:: ASSIGNMENT ::
Give back the entries below verbatim.

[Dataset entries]
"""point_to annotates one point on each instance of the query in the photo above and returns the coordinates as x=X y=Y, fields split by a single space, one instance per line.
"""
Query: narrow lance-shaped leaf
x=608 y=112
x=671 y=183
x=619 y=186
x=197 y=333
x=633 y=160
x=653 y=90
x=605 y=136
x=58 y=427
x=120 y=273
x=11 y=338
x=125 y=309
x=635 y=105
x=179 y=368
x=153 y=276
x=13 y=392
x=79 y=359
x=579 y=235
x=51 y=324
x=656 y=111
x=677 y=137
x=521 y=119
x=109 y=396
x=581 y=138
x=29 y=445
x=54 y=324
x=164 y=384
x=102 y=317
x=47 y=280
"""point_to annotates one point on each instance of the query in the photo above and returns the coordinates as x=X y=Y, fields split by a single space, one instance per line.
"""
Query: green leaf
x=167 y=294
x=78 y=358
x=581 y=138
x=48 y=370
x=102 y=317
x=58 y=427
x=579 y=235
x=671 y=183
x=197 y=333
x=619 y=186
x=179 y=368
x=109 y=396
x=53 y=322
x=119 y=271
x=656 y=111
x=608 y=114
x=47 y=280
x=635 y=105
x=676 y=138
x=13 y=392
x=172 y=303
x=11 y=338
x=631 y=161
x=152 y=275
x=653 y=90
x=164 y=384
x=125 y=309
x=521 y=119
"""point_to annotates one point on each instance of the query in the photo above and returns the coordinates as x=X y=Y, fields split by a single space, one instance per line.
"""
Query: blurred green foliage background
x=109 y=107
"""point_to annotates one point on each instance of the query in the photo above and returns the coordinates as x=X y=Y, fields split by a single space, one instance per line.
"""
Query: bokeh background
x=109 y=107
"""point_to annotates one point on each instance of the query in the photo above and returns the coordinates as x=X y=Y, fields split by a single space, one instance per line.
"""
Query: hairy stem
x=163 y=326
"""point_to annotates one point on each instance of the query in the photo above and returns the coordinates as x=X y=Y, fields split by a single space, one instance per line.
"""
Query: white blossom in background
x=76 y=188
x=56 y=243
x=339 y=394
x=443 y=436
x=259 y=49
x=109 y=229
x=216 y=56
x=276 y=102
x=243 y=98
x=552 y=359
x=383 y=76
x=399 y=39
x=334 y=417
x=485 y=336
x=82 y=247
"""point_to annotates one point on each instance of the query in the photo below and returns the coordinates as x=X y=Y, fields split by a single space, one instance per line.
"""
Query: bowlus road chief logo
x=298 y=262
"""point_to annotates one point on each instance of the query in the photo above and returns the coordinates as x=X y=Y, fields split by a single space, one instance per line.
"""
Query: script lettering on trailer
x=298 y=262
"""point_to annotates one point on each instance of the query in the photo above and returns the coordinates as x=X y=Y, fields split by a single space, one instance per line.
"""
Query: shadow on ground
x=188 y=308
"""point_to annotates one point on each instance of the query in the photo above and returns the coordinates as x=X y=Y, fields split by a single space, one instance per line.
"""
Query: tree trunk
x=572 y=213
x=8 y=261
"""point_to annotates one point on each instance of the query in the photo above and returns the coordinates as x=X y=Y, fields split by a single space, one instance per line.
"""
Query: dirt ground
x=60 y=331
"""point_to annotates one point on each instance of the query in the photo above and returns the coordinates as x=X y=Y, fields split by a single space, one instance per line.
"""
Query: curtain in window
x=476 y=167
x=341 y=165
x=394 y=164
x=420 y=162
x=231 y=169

:: OUTPUT ::
"""point_to annotates one point on each instance of the query in the photo above and returns the coordinates as x=X y=Y, fields split by a single space, one instance per line.
"""
Query: narrow lance-shaped leaf
x=608 y=112
x=671 y=183
x=619 y=186
x=197 y=333
x=633 y=160
x=653 y=90
x=605 y=136
x=58 y=427
x=120 y=273
x=11 y=338
x=125 y=309
x=635 y=105
x=179 y=368
x=153 y=276
x=13 y=392
x=79 y=359
x=579 y=235
x=51 y=324
x=656 y=111
x=677 y=137
x=521 y=119
x=109 y=396
x=581 y=138
x=29 y=445
x=54 y=324
x=164 y=384
x=102 y=317
x=47 y=280
"""point_to annotates one point on each instance of the query in the photo above and returns the coordinates as x=X y=Y, fields split by a single space, one instance per line.
"""
Query: green leaf
x=167 y=294
x=78 y=358
x=581 y=138
x=48 y=370
x=102 y=317
x=58 y=427
x=579 y=235
x=671 y=183
x=197 y=333
x=619 y=186
x=179 y=368
x=109 y=396
x=53 y=322
x=119 y=271
x=656 y=111
x=608 y=114
x=47 y=280
x=635 y=105
x=676 y=138
x=13 y=392
x=172 y=303
x=11 y=338
x=631 y=161
x=152 y=275
x=653 y=90
x=164 y=384
x=125 y=309
x=521 y=119
"""point_to annotates one point on each instance of the query in the photo above and returns the coordinates as x=X y=Y, fields split by a single space, one instance per line.
"""
Query: blurred green foliage background
x=109 y=107
"""point_to annotates one point on each instance of the query in the photo above and returns the coordinates as x=X y=Y, fields split by a single space, one instance per line.
"""
Query: bokeh background
x=109 y=107
"""point_to annotates one point on each instance of the query in the photo above and returns the coordinates as x=X y=Y, fields split by a single space, one instance per line.
"""
Query: hairy stem
x=163 y=326
"""point_to annotates one point on each instance of the query in the photo above and returns the coordinates as x=X y=Y, fields split by a single space, one instance per line.
"""
Query: white blossom in background
x=76 y=188
x=56 y=243
x=339 y=394
x=443 y=436
x=259 y=49
x=109 y=229
x=216 y=56
x=276 y=102
x=243 y=98
x=552 y=359
x=383 y=76
x=399 y=39
x=334 y=417
x=485 y=336
x=82 y=247
"""point_to annotates one point on each instance of the query in the photo below and returns the coordinates as x=X y=Y, fields split by a single space, one instance per line.
"""
Query: bowlus road chief logo
x=298 y=262
"""point_to annotates one point on each instance of the query in the photo above and returns the coordinates as x=X y=Y, fields split by a single space, one instance per line.
"""
Query: script lettering on trailer
x=298 y=262
"""point_to annotates one point on each instance of the query in the photo above and returns the coordinates as x=X y=Y, fields split by a single space, one instance per line.
"""
Query: shadow on ground
x=188 y=308
"""point_to annotates one point on each instance of the query in the photo above and returns the coordinates as x=X y=Y, fields split by a single space, one instance per line.
"""
Query: tree trunk
x=572 y=213
x=8 y=261
"""point_to annotates one point on each instance of the query in the photo above and returns the coordinates as x=X y=Y, fields split by a single space, one instance per line.
"""
Query: dirt ground
x=60 y=331
"""point_to annotates one point on each instance of the query in the photo above and returns the coordinates as x=X y=Y, fields split by a single space, one instance per line.
"""
Query: curtain in window
x=476 y=167
x=341 y=165
x=394 y=164
x=420 y=162
x=231 y=169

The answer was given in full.